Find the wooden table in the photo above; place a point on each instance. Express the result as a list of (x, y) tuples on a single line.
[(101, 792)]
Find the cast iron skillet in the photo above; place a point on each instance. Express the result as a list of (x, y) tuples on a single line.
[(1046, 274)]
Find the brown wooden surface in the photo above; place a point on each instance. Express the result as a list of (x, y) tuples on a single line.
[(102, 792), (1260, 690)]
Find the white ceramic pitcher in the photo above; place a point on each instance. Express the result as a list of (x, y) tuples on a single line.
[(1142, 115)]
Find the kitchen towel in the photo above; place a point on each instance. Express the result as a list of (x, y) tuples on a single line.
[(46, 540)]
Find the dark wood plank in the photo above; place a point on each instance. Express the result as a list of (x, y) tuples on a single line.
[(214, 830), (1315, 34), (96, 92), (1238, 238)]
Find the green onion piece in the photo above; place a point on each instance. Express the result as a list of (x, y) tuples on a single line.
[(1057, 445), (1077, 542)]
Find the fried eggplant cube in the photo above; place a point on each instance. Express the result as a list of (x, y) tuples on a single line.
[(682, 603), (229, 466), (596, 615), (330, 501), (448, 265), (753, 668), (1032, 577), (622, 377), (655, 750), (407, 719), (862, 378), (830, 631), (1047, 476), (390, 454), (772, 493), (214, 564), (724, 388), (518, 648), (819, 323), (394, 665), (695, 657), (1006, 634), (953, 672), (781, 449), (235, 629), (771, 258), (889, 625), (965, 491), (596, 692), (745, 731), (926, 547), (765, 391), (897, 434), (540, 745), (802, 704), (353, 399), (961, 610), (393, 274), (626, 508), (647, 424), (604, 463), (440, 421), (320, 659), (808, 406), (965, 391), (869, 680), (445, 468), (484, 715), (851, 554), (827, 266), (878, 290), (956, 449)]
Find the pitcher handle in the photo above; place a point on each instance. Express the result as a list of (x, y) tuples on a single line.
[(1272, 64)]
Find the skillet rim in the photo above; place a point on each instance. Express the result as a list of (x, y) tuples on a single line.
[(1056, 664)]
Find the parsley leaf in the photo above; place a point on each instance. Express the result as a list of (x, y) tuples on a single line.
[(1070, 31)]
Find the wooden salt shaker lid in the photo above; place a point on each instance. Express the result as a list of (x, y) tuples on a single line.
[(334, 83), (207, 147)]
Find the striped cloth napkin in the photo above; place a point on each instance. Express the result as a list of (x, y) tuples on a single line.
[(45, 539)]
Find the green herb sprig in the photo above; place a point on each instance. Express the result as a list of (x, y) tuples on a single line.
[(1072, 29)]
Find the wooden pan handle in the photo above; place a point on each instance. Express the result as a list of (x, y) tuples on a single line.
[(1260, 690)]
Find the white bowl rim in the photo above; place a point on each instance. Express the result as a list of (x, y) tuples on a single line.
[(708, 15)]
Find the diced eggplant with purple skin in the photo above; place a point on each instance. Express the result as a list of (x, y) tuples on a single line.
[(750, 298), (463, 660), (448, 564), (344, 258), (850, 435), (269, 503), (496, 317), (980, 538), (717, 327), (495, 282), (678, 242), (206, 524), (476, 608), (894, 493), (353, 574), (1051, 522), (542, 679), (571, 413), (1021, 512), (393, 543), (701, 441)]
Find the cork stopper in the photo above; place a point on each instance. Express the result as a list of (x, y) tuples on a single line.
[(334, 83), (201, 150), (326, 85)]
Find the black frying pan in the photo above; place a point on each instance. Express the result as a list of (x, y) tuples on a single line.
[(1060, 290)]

■ ■ ■

Task brief:
Swap every "photo" in these lines for "image" and give the lines again with nothing else changed.

Written response:
Find the wooden table in the image above; place a point on each instance. Express the result as a list of (x, y) tuples on a single line.
[(101, 792)]
Find the cast iron skillet in the image above; place a point on each instance. Express the result as a list of (x, y) tuples on a single line.
[(1046, 274)]
Find the brown wooden surface in the image above; place a point on each instance. Express the result as a list of (x, y) tuples on a single line.
[(102, 792), (1260, 690)]
Find the white ceramic pitcher in the image above; place a point on each instance. Express the result as a list of (x, y) tuples on a single line.
[(1142, 115)]
Find the kitchen towel in the image above; place a point on each instance. Express the result as a list of (x, y) tuples on a single line.
[(46, 540)]
Find the dark wood plank in the image above; place a point on each instance. Express the result as a list of (x, y) tuples on a single line.
[(214, 830), (1315, 34), (96, 92), (1238, 238)]
Find the green onion piece in the image above; place a point on each instance. Express the result as a list of (x, y) tuples on a single line.
[(1057, 445), (1077, 542)]
Find the fried eggplant cube in the image above; place a point on each instance. Express the result as a list of (x, y) tuples on a single line.
[(682, 603), (229, 466), (596, 615), (330, 501), (448, 265), (753, 668), (1032, 577), (622, 377), (655, 750), (407, 719), (862, 378), (830, 631), (1047, 476), (390, 454), (772, 493), (214, 564), (724, 388), (518, 648), (819, 323), (394, 665), (695, 657), (1006, 634), (953, 672), (781, 449), (235, 629), (771, 258), (889, 625), (965, 491), (596, 692), (745, 731), (926, 547), (765, 391), (897, 434), (540, 745), (802, 704), (353, 399), (961, 610), (393, 274), (626, 508), (647, 424), (604, 463), (440, 421), (320, 659), (808, 406), (965, 391), (869, 680), (445, 468), (484, 715), (851, 554), (827, 266), (878, 290), (956, 449)]
Find the pitcher handle in the image above; place a point on each instance. Express the result as a list of (x, y) tuples on a single line.
[(1272, 64)]
Find the skillet rim in the image above; place a point on each instance. Express the result as a list of (x, y) tuples on a single line.
[(1056, 664)]
Find the parsley leaf in the image above; place a point on each instance. Express the result as a list of (x, y) tuples on a single line.
[(1070, 31)]
Find the wooden salt shaker lid in the image above; place a point on each instance. Express the result as a list of (x, y) tuples on a single line.
[(334, 83), (207, 147)]
Find the striped cloth napkin in the image above; place a point on each instance. Express the result as a list of (x, y) tuples on a single line.
[(45, 539)]
Find the green herb sprig in the image above; place a point on each instance. Express the result as a list of (x, y) tuples on a single line.
[(1072, 29)]
Find the wooden pan handle in the image above; place a point on each instance. Express the result as a list of (x, y) tuples on a single line.
[(1260, 690)]
Find the white bowl rim in the image above; place a point on each instance. Express the result as a list of (x, y) tuples on a single line.
[(708, 15)]
Find the diced eggplant with purple skin in the image above; place a point on each instance. Express the result as a list of (x, y) tuples on a single line.
[(750, 298), (463, 660), (448, 564), (344, 258), (850, 435), (269, 503), (496, 317), (980, 538), (717, 327), (495, 282), (678, 242), (206, 524), (476, 608), (894, 493), (353, 574), (1051, 522), (542, 679), (571, 413), (1021, 512), (393, 543), (701, 441)]
Find the cork stopper in the image above; place a point on each instance. Express the result as a list of (x, y) tuples on a single line.
[(334, 83), (201, 150), (326, 85)]
Find the black frying pan in the image above; place a point on each instance. Express the result as a list of (x, y) tuples on a single line.
[(1060, 290)]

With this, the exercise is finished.